--- Material supplied Enclosed Below ---
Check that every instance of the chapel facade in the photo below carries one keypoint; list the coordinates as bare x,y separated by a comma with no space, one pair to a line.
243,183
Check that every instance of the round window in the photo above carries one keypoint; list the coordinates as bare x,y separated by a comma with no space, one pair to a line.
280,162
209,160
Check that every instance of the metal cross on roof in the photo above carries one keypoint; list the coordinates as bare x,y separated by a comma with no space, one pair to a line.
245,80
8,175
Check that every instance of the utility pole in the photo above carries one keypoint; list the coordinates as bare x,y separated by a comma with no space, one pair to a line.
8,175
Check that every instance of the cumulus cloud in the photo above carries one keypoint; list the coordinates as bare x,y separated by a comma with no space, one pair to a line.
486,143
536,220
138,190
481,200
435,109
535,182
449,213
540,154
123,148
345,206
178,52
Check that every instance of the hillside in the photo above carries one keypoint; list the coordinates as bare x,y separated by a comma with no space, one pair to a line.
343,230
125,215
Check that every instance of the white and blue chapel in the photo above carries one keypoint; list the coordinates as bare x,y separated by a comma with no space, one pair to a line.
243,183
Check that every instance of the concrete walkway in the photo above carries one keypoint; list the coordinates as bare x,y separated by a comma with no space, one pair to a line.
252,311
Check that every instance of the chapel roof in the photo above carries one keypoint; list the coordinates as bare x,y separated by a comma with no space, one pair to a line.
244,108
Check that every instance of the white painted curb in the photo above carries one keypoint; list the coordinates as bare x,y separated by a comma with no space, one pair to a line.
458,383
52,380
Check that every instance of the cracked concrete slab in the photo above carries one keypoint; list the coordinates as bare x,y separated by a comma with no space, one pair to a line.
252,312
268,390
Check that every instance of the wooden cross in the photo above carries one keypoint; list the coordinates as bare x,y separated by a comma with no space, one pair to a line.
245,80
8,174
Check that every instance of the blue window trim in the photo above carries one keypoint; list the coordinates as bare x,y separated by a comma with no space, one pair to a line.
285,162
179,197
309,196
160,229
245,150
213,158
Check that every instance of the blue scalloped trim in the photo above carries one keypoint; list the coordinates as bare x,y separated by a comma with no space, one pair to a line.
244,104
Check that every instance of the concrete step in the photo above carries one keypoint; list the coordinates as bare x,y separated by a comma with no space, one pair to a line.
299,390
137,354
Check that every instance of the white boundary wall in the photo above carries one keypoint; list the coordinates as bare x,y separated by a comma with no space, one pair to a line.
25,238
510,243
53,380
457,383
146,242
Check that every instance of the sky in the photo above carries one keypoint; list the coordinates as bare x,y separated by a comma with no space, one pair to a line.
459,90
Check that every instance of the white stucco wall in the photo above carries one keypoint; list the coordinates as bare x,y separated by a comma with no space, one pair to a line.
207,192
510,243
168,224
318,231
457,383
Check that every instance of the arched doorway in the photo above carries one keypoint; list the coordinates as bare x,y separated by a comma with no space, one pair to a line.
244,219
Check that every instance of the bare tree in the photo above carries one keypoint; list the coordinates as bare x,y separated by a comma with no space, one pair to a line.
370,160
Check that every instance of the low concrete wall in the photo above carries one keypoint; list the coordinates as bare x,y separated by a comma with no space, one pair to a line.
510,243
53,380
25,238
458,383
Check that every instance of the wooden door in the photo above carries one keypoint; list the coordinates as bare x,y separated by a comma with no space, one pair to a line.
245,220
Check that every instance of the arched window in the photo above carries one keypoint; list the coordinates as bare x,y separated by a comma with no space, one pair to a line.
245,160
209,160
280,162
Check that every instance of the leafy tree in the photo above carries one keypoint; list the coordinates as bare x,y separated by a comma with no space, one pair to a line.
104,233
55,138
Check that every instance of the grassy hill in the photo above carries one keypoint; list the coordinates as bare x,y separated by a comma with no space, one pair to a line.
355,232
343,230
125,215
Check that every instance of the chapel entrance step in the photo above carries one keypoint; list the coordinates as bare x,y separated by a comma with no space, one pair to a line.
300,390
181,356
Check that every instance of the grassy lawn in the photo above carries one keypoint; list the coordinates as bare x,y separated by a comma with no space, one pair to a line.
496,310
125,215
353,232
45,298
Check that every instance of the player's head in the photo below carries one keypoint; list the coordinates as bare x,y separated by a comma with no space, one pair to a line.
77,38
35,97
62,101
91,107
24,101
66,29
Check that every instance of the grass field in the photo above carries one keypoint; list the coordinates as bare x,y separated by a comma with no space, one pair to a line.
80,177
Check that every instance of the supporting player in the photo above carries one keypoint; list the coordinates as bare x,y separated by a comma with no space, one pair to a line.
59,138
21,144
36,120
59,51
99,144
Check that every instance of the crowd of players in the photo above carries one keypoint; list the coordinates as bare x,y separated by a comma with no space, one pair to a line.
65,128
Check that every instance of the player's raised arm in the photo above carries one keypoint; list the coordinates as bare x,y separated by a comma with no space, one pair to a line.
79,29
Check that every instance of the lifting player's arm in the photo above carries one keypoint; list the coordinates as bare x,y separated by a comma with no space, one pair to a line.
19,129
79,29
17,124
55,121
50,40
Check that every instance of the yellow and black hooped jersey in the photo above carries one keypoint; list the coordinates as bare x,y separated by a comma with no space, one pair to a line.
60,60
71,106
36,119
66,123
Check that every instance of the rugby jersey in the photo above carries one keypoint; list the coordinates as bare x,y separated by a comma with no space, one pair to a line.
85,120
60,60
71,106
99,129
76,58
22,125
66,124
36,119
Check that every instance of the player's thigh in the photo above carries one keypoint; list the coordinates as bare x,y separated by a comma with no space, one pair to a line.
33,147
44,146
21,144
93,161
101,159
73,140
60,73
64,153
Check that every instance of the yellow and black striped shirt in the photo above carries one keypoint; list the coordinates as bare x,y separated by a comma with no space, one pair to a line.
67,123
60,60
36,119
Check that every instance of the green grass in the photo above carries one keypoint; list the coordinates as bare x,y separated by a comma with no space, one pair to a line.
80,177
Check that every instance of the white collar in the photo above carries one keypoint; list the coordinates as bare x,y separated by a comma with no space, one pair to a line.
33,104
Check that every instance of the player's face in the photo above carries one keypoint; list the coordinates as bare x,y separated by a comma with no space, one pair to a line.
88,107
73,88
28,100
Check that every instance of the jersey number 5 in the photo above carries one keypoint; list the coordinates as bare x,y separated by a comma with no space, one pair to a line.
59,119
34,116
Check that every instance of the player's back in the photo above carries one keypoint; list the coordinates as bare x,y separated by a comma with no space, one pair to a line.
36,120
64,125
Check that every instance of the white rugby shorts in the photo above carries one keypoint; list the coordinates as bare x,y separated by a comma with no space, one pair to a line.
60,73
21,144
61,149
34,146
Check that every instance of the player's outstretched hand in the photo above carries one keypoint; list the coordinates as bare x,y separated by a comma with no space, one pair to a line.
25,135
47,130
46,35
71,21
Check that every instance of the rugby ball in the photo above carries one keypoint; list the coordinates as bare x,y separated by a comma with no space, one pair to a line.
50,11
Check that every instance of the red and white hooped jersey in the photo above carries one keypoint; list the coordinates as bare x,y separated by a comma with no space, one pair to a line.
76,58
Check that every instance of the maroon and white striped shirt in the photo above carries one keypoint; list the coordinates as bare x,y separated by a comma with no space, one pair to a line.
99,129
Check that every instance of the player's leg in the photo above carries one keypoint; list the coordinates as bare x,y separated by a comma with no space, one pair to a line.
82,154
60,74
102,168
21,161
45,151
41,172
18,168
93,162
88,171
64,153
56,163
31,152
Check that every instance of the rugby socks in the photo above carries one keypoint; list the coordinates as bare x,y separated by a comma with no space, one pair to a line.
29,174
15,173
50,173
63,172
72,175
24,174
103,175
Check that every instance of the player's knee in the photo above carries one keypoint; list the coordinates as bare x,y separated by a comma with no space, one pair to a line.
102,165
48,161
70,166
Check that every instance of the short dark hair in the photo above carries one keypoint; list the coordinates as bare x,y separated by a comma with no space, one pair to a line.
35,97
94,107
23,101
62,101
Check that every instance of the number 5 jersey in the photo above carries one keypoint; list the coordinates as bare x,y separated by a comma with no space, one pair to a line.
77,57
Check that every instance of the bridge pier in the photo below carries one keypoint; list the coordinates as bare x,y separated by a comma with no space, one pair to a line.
--- End of Enclosed Material supplied ---
[Task description] Please return, exactly as written, the line containing "Check that every instance of the rugby socks" and every line after it through the end of the records above, and nothing else.

[Answer for this exercise]
Check that every instance of the rugby socks in the photo above carries one keypoint; list the coordinates as bare x,y separated by a comma with no space, one pair to a line.
29,174
15,173
50,173
63,172
72,175
24,174
103,175
Check that every instance of the player's knee in the photo above carries one keypoint; list the coordinates as bare x,y separated by a comma with no space, one pair to a line.
102,165
48,161
70,166
Check that every instance of the short dark hair in the photo above carries one keypoint; list the coordinates as bare x,y separated by a comma with no space, one pair to a line.
35,97
94,107
23,101
62,101
Check that every instance of the number 5 jersey in the photo above carries one keypoint; list the coordinates as bare x,y separated by a comma with no space, one pair to a line.
77,57
Check that every instance of the bridge pier in the photo below carries one keypoint; list the coordinates as bare x,y separated by a comma with no space, one pair to a line.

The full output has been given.